*Work to do*. Please put the entries below into a JSON list of strings, one string per line and blank lines left out, starting from the line that contains "Q: Point out each instance of the boy's chin" and running up to and including the final line of the entries.

** Begin Dataset entries **

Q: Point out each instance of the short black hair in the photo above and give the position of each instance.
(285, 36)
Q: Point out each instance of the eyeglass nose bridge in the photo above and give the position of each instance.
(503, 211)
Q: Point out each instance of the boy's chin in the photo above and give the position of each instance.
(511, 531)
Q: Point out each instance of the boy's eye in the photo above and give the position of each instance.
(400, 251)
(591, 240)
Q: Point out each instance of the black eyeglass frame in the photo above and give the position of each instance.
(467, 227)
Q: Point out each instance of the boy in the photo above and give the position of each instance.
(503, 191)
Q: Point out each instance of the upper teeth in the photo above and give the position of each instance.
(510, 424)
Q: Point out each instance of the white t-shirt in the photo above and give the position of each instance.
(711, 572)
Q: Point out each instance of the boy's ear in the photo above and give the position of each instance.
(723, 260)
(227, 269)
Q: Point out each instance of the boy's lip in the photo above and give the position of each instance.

** End Dataset entries **

*Result for this exercise*.
[
  "Q: Point out each instance of the boy's chin in the photo above and give the position of each instance.",
  "(511, 531)",
  "Q: Point out each instance of the boy's eye in the photo above and give the position of each instance.",
  "(400, 251)",
  "(591, 240)",
  "Q: Point out each instance of the black eyeglass frame in the photo above and give the position of each instance.",
  "(467, 227)",
  "Q: Point out each instance of the boy in the photo above and give the position of each instance.",
  "(503, 191)",
  "Q: Point out each instance of the upper teeth in the photo above and give the position of each instance.",
  "(510, 424)",
  "Q: Point out each instance of the white t-shirt in the photo above and give the position of each instance.",
  "(711, 572)",
  "Q: Point out each instance of the boy's ear in the photo above and give the position of each instance.",
  "(723, 260)",
  "(227, 269)",
  "Q: Point out each instance of the boy's lip in the photo above and give the position of each instance."
]